Note that I've defined a 'fork' component rather than a 'choose': 
<choose> is actually a number of nested forks, and I'll address that later.

Also note that the 'viewport' component only has a single output (the 
original document with the selected subtrees replaced by the result of 
processing those subtrees). It's not clear to me what happens if 
processing the selected subtrees results in more than one output. Are 
those collated in the same way as the outputs from the for-each inner 
pipeline? thrown away?

If these were called as normal components are, this is what it'd look 
like. Note that I've left out the <pipe>s for the extra inputs: we've 
decided to use lexical scoping, so they're not going to be necessary.

<step kind="group">
   <pipe to="do">
     <pipeline>
       ... input/output/param declarations ...
       ... steps ...
     </pipeline>
   </pipe>
</step>

<step kind="fork">
   <pipe to="context" from="pipe!document" />
   <param name="test" value="//mytest" />
   <pipe to="do-true">
     <pipeline>
       ... input/output/param declarations ...

> _RECORD EXCERPTS_
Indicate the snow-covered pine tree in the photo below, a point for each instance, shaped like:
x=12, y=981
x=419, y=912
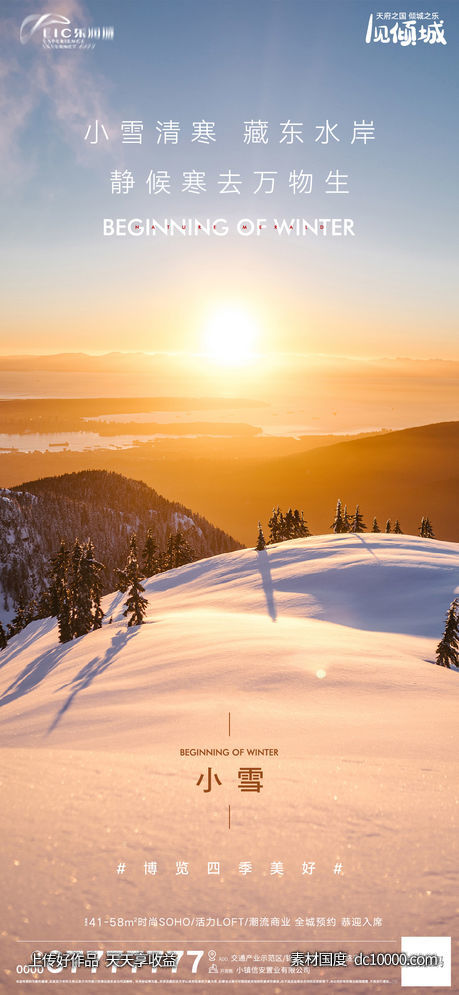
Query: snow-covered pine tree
x=261, y=544
x=92, y=577
x=274, y=526
x=58, y=576
x=183, y=551
x=337, y=525
x=447, y=654
x=428, y=530
x=150, y=555
x=123, y=575
x=304, y=529
x=44, y=605
x=289, y=525
x=23, y=616
x=357, y=524
x=169, y=555
x=80, y=590
x=136, y=605
x=59, y=594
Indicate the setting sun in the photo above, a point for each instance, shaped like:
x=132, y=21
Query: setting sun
x=230, y=336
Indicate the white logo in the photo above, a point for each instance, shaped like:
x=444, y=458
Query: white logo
x=57, y=32
x=31, y=24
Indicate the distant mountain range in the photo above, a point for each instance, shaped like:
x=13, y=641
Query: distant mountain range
x=93, y=503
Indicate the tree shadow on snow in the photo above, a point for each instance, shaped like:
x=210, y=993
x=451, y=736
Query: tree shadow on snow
x=266, y=580
x=34, y=673
x=91, y=670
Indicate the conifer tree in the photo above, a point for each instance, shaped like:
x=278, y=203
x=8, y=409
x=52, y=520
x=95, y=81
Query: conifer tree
x=337, y=525
x=123, y=575
x=59, y=593
x=447, y=654
x=428, y=530
x=44, y=606
x=23, y=616
x=92, y=578
x=58, y=576
x=357, y=521
x=183, y=551
x=64, y=616
x=80, y=591
x=136, y=605
x=261, y=544
x=304, y=529
x=274, y=526
x=289, y=525
x=150, y=555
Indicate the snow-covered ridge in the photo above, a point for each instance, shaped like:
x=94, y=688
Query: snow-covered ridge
x=362, y=611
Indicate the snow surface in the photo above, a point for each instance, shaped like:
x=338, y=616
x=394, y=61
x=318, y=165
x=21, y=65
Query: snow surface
x=321, y=648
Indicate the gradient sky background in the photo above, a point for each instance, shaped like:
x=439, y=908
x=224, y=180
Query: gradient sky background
x=389, y=291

> _TASKS TO PERFORM_
1. Summarize the passage on pipeline components in two sentences.
2. List every element name that appears in angle brackets in the passage on pipeline components.
3. Revise the passage on pipeline components from "Note that I've defined" up to and including "pipeline? thrown away?", replacing "collated" with "combined".

> _COMPLETED EXERCISE_
1. The author defines a 'fork' component rather than a 'choose', because <choose> is a number of nested forks, and notes that the 'viewport' component has a single output. The author asks what happens if processing the selected subtrees gives more than one output, then shows how these components would look if called as normal components, leaving out the <pipe>s for extra inputs because lexical scoping makes them unnecessary.

2. choose, pipe, step, pipeline, param

3.
Note that I've defined a 'fork' component rather than a 'choose': 
<choose> is actually a number of nested forks, and I'll address that later.

Also note that the 'viewport' component only has a single output (the 
original document with the selected subtrees replaced by the result of 
processing those subtrees). It's not clear to me what happens if 
processing the selected subtrees results in more than one output. Are 
those combined in the same way as the outputs from the for-each inner 
pipeline? thrown away?